• JOB: In the entries that follow, identify the line containing "the stone archway" and return it together with all later lines, exactly as they appear.

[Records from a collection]

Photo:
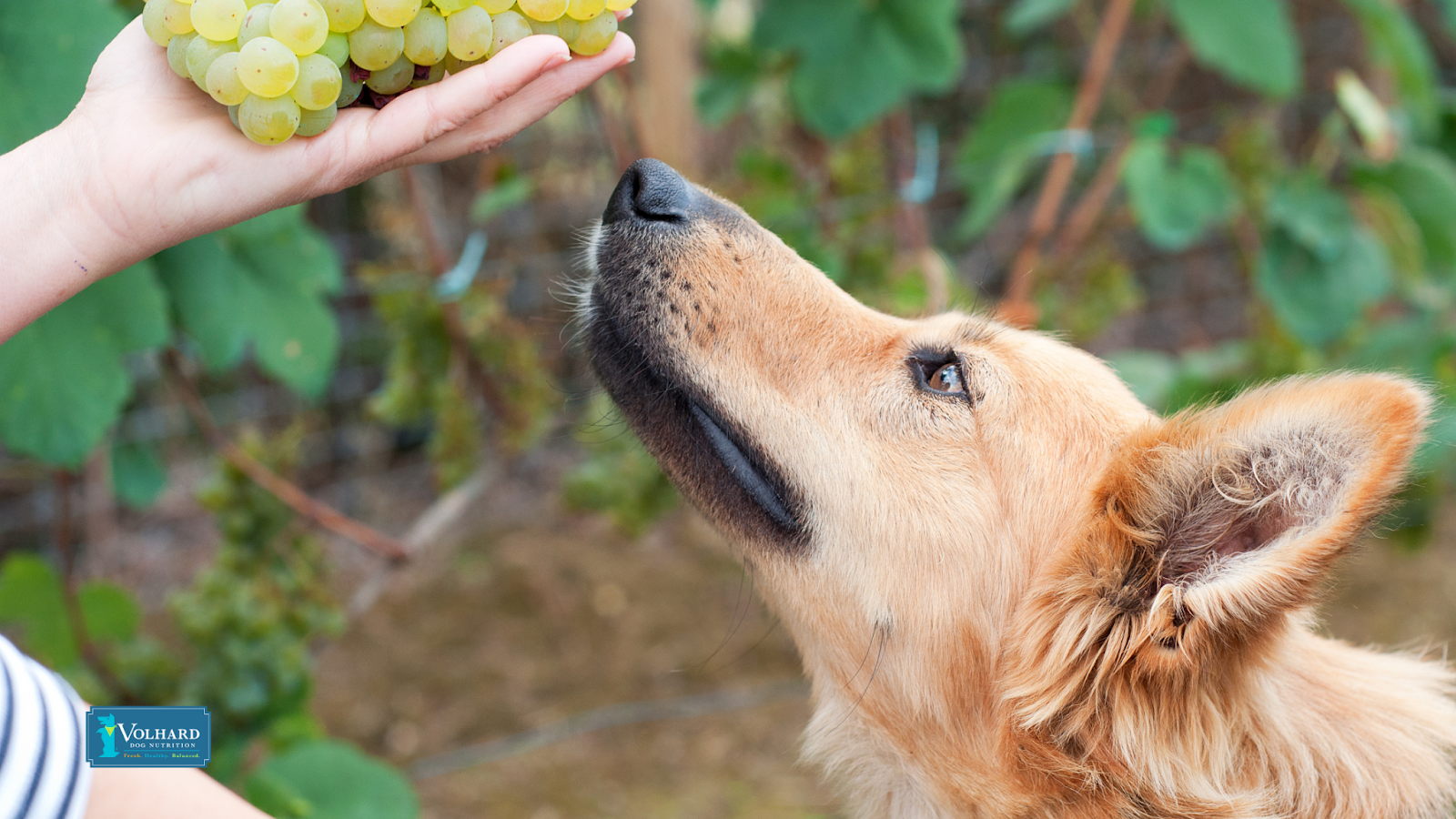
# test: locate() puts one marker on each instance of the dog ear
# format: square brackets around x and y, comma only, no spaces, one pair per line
[1232,515]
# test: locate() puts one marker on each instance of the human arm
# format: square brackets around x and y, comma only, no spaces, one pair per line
[147,160]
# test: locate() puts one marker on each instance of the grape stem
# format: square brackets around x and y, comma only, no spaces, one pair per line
[288,491]
[1016,307]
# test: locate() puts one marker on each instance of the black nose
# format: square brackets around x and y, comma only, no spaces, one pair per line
[652,191]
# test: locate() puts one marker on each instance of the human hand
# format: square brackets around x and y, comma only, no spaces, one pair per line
[160,162]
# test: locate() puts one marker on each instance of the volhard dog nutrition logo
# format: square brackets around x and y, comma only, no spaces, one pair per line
[169,736]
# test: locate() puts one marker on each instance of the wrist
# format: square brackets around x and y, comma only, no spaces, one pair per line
[57,238]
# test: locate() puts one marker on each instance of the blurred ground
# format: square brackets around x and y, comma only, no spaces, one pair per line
[558,614]
[562,615]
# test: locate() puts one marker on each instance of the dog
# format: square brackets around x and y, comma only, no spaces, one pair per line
[1016,591]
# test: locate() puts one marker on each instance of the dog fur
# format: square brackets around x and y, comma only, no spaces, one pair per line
[1031,598]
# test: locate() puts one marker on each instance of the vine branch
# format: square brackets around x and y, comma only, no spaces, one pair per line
[280,487]
[1016,307]
[490,390]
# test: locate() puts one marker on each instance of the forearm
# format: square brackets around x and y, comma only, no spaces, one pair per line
[164,793]
[53,239]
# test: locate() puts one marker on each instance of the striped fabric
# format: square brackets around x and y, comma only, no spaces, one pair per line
[43,758]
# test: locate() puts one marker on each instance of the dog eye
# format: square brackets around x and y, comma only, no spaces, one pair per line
[946,379]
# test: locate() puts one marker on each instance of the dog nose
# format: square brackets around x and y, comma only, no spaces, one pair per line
[650,191]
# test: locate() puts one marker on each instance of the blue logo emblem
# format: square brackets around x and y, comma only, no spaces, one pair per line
[167,736]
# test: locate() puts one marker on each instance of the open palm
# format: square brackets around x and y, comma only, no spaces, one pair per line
[165,164]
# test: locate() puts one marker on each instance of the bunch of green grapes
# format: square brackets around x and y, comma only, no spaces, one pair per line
[288,67]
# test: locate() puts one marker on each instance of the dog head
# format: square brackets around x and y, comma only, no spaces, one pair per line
[979,537]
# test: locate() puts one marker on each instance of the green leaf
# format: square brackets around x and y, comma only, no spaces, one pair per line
[47,50]
[501,197]
[111,612]
[1315,216]
[31,598]
[858,58]
[63,379]
[332,780]
[137,475]
[1426,184]
[1030,15]
[1251,43]
[1318,300]
[262,281]
[730,77]
[1149,373]
[1001,152]
[1397,43]
[1177,201]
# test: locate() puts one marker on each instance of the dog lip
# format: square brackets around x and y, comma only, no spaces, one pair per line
[743,470]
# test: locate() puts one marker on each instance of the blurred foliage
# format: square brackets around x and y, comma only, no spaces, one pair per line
[248,624]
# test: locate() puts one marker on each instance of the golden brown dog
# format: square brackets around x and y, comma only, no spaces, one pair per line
[1018,593]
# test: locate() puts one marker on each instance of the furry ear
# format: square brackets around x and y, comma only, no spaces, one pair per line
[1232,515]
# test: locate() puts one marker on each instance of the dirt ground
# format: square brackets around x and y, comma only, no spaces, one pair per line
[560,614]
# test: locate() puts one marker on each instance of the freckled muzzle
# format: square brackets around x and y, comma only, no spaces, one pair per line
[652,232]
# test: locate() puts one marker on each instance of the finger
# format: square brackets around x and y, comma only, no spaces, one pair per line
[533,102]
[424,116]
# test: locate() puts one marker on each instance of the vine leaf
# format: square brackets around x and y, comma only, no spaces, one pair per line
[856,58]
[137,474]
[1398,44]
[1026,16]
[1016,128]
[63,379]
[1320,268]
[264,283]
[46,56]
[331,780]
[1251,43]
[1177,200]
[1424,181]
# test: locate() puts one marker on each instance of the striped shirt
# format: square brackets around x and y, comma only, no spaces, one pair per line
[43,753]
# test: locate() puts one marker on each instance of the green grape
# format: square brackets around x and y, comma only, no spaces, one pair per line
[586,9]
[545,11]
[375,47]
[268,67]
[177,18]
[510,26]
[427,38]
[268,120]
[155,24]
[255,24]
[337,48]
[201,55]
[302,25]
[568,28]
[470,33]
[222,80]
[455,65]
[437,73]
[177,55]
[344,15]
[313,123]
[218,19]
[393,79]
[349,91]
[392,14]
[319,82]
[596,35]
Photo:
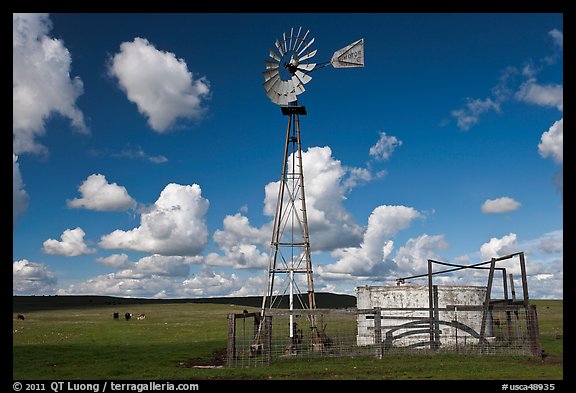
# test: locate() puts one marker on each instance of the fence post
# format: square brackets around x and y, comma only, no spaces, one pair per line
[377,333]
[533,331]
[267,345]
[231,347]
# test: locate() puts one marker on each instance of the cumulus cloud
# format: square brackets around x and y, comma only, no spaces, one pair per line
[549,95]
[552,142]
[159,84]
[41,82]
[552,242]
[19,196]
[499,247]
[557,37]
[508,87]
[239,241]
[173,225]
[143,282]
[98,194]
[412,258]
[385,146]
[141,154]
[116,261]
[469,115]
[330,224]
[72,244]
[384,222]
[500,205]
[29,278]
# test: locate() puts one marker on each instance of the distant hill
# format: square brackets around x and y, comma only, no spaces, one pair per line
[22,304]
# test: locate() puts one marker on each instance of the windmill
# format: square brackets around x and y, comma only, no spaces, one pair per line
[287,71]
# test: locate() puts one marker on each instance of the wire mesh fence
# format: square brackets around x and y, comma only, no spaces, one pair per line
[509,329]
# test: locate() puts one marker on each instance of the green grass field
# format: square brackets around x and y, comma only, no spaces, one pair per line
[86,343]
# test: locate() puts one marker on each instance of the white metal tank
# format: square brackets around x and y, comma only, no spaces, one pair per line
[405,310]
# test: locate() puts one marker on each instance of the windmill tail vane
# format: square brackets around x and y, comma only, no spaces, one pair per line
[289,64]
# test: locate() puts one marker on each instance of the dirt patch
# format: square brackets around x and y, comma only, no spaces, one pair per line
[216,360]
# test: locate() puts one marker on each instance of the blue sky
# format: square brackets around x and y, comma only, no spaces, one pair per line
[146,153]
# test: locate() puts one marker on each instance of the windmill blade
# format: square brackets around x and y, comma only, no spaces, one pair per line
[274,55]
[297,38]
[282,100]
[279,47]
[270,83]
[298,86]
[304,78]
[285,87]
[291,97]
[307,46]
[309,55]
[302,41]
[350,56]
[274,97]
[269,74]
[271,65]
[306,67]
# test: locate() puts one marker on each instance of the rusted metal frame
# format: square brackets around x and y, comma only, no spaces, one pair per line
[516,322]
[231,344]
[436,317]
[460,267]
[531,315]
[306,234]
[431,305]
[486,307]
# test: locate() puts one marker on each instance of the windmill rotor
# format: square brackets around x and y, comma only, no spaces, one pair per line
[289,64]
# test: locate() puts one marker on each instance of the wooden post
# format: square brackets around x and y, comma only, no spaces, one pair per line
[377,332]
[267,344]
[533,331]
[231,347]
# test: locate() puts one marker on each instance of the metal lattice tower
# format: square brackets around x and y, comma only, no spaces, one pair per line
[287,71]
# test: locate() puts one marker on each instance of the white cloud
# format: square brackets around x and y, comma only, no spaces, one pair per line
[238,240]
[210,283]
[41,83]
[98,194]
[139,153]
[117,261]
[330,224]
[158,83]
[72,244]
[552,242]
[384,222]
[557,37]
[500,205]
[499,247]
[19,196]
[550,95]
[143,283]
[412,258]
[174,225]
[552,142]
[470,114]
[32,278]
[385,146]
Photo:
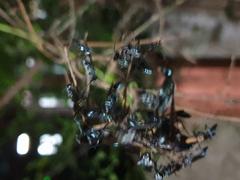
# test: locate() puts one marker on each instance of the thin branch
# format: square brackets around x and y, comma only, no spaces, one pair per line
[6,17]
[69,66]
[210,115]
[25,16]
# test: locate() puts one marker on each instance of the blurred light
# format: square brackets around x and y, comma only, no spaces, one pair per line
[41,14]
[48,102]
[48,144]
[23,143]
[30,62]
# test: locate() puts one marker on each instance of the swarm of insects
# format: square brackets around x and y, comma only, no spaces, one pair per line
[150,124]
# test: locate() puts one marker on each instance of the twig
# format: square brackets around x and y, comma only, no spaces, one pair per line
[7,18]
[21,83]
[69,66]
[25,16]
[72,15]
[210,116]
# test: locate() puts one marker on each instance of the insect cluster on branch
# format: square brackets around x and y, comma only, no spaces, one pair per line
[144,119]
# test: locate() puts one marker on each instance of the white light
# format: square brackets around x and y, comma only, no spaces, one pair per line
[48,144]
[48,102]
[23,143]
[30,62]
[70,103]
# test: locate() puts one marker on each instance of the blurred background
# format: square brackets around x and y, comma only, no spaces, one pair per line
[200,40]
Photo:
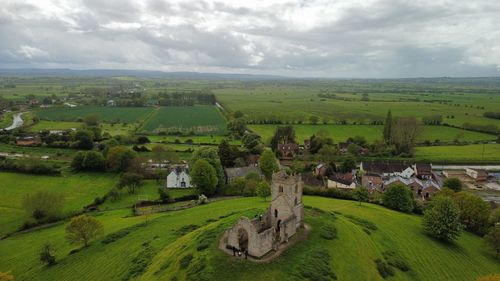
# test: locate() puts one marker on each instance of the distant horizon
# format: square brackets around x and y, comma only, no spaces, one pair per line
[284,77]
[369,39]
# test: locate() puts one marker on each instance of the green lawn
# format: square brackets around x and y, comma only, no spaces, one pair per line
[199,119]
[160,245]
[54,125]
[466,153]
[79,190]
[372,132]
[105,114]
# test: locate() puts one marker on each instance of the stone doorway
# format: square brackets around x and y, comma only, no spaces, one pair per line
[243,239]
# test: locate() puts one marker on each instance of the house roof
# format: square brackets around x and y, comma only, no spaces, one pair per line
[382,168]
[232,173]
[423,168]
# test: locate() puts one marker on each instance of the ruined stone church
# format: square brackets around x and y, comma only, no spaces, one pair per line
[281,221]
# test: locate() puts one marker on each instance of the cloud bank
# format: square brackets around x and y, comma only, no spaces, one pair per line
[333,38]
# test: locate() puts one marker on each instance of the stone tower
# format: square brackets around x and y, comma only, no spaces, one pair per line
[286,193]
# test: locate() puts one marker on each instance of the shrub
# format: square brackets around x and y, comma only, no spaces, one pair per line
[185,261]
[398,197]
[384,269]
[328,232]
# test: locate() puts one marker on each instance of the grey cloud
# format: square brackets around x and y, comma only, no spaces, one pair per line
[376,39]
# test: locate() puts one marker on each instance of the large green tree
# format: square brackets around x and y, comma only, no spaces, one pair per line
[441,219]
[210,154]
[492,238]
[268,163]
[398,197]
[474,212]
[282,135]
[388,127]
[83,229]
[204,177]
[43,204]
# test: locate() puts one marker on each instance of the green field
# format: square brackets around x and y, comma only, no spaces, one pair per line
[54,125]
[79,190]
[199,120]
[465,153]
[105,114]
[295,102]
[161,246]
[340,133]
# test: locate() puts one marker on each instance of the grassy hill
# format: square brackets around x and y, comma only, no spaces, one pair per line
[154,251]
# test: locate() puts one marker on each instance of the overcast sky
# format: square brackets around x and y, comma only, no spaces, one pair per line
[345,38]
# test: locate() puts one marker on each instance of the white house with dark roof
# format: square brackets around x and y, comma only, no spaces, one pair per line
[178,178]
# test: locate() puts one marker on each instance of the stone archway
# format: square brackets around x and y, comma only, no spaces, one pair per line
[242,239]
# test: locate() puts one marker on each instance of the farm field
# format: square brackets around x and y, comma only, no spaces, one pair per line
[78,190]
[105,114]
[297,103]
[161,245]
[54,125]
[371,133]
[199,120]
[460,154]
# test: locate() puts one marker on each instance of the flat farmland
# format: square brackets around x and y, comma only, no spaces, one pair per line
[479,153]
[199,120]
[78,190]
[294,103]
[105,114]
[54,125]
[372,132]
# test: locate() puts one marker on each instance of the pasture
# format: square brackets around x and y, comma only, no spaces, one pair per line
[474,153]
[340,133]
[105,114]
[78,190]
[187,120]
[54,125]
[169,237]
[291,102]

• SOLUTION FOR THIS EXERCISE:
# test: locate() puts one marker on each instance of the stone archway
# format: square brackets around x and y, comma only, no spaces, one pair per line
[242,239]
# test: locate() puts one marker on each instance of the farm field
# format: square brackets around x and y, comma only, no spaces, one pair per line
[78,190]
[105,114]
[297,103]
[161,245]
[54,125]
[371,133]
[199,120]
[460,154]
# test: locate() puts one marker on each instance of the flat farmland
# format: square brackets around x and y, comma only, no spaces, one pair per line
[479,153]
[199,120]
[78,190]
[294,103]
[105,114]
[54,125]
[372,132]
# test: locate() puts one marker on each instance of the pasture
# format: square brackets around x and y, comma only, no spaces, one pair per line
[474,153]
[340,133]
[105,114]
[78,190]
[187,120]
[54,125]
[169,237]
[291,102]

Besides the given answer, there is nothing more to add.